* **EXERCISE DETAILS**
Exactly as written, transcribe each line of the listing.
______________________________
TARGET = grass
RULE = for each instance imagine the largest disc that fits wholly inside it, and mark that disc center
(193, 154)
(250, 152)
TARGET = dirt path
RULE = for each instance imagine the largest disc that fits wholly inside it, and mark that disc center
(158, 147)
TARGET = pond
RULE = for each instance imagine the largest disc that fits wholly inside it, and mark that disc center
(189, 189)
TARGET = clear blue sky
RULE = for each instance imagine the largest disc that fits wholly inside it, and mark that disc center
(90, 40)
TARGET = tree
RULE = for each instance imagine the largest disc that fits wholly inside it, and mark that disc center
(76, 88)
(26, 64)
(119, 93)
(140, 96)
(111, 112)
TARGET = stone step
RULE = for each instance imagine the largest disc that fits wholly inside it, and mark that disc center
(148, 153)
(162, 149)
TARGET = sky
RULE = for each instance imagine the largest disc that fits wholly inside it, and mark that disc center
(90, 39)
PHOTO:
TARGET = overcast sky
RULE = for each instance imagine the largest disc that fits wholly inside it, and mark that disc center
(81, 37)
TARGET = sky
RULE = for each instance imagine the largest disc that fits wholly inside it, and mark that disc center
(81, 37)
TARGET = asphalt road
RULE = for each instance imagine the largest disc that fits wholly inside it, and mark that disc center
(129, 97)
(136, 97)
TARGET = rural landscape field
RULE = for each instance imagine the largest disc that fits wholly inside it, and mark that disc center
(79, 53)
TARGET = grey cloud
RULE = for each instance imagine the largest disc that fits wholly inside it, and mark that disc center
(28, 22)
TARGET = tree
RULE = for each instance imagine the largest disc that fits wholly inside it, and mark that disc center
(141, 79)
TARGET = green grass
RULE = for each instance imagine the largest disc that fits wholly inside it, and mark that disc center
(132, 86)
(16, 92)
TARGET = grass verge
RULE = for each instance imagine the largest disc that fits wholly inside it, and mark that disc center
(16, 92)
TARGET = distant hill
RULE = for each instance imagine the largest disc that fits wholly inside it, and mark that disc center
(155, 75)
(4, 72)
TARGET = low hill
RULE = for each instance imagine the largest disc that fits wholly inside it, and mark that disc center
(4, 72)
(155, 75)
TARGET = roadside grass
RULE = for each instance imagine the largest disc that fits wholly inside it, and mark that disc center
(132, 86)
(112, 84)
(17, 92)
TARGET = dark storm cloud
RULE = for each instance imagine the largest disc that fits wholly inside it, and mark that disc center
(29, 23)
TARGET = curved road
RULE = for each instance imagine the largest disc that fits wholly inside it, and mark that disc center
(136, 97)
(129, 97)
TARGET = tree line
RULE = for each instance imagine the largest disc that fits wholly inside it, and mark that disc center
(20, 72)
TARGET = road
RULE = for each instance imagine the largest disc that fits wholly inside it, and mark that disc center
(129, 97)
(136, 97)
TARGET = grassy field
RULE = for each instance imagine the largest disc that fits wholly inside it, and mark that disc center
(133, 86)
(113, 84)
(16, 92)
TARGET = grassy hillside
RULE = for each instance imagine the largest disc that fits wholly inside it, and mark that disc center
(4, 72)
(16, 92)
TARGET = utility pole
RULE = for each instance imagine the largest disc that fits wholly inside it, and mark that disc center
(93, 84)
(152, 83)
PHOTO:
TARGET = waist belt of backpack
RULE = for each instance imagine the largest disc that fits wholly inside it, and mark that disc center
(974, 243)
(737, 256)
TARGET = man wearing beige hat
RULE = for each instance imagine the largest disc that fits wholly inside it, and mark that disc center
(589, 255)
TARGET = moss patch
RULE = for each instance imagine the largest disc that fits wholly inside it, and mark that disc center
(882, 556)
______________________________
* **RESULT**
TARGET = grass
RULE = for each instance imagine the largest disc that fits wholly inside it, and mark that disc center
(193, 154)
(250, 152)
TARGET = dirt path
RULE = for each instance imagine the largest disc that fits wholly inside it, and mark that disc center
(158, 147)
TARGET = pond
RULE = for each instance imagine the largest disc that fits wholly inside it, and mark that disc center
(189, 189)
TARGET = clear blue sky
RULE = for each instance imagine the largest disc that fits wholly inside it, and mark that disc center
(90, 40)
TARGET = tree
RULE = for each instance imagine the largest disc that fits wholly inside it, and mark that disc center
(76, 88)
(26, 64)
(119, 93)
(140, 96)
(111, 112)
TARGET = stone step
RULE = for each instance imagine the largest disc that fits wholly inside it, and mark that disc center
(148, 153)
(162, 149)
TARGET = sky
RULE = for each instance imagine the largest disc that fits wholly inside it, and mark that disc center
(90, 39)
PHOTO:
TARGET = overcast sky
RULE = for each instance imagine the largest disc that fits wholly inside it, and mark that disc center
(81, 37)
TARGET = sky
RULE = for each instance imagine the largest disc that fits wholly inside it, and mark that disc center
(81, 37)
TARGET = asphalt road
RULE = for each instance imagine the largest disc that fits wholly inside it, and mark that disc center
(129, 97)
(136, 97)
TARGET = rural landscape field
RULE = for each instance imagine the largest disc that fits wholly inside it, and mark that disc center
(79, 53)
TARGET = grey cloud
RULE = for each instance imagine the largest disc that fits wholly inside it, and mark that disc center
(28, 22)
TARGET = tree
RULE = for each instance imagine the largest disc that fits wholly inside it, and mark that disc center
(141, 79)
TARGET = green grass
RULE = for each instance imagine the largest disc that fits wholly inside it, and mark that disc center
(132, 86)
(16, 92)
TARGET = grass verge
RULE = for each instance imagine the largest disc that fits wholly inside it, and mark that disc center
(16, 92)
TARGET = distant hill
RULE = for each instance imagine the largest disc that fits wholly inside it, and mark that disc center
(155, 75)
(4, 72)
TARGET = low hill
RULE = for each instance imagine the largest disc that fits wholly inside it, and mark that disc center
(4, 72)
(155, 75)
TARGET = roadside grass
RULE = for each instance imagine the largest disc that fits wholly inside it, and mark that disc center
(132, 86)
(112, 84)
(17, 92)
TARGET = dark storm cloud
RULE = for each instance imagine the largest disc that fits wholly inside it, and mark that disc center
(29, 23)
TARGET = curved road
RULE = for each instance imagine the largest disc that fits wholly inside it, and mark that disc center
(136, 97)
(129, 97)
TARGET = tree line
RULE = for each instance imagine the largest disc that fits wholly inside it, and mark that disc center
(20, 72)
TARGET = road
RULE = for each instance imagine the largest disc that fits wholly inside it, and mark that disc center
(129, 97)
(136, 97)
TARGET = grassy field
RULE = for each instance imagine the largest disc that fits wholly inside it, and mark that disc center
(133, 86)
(113, 84)
(16, 92)
TARGET = grassy hillside
RULE = for each instance imagine the largest disc that fits wholly inside it, and mark that disc center
(4, 72)
(16, 92)
TARGET = utility pole
RULE = for each instance imagine the largest disc that fits wholly inside it, and mark that disc center
(93, 84)
(152, 83)
PHOTO:
TARGET = waist belt of backpack
RULE = for each instance imagine the largest disc that fits wholly inside it, and mark that disc center
(974, 243)
(737, 256)
TARGET = man wearing beige hat
RULE = for each instance imagine the largest disc that fits wholly inside it, and mark that disc center
(589, 255)
TARGET = moss patch
RULE = for each instance imagine the largest disc that fits wholly inside it, and mark that disc center
(882, 556)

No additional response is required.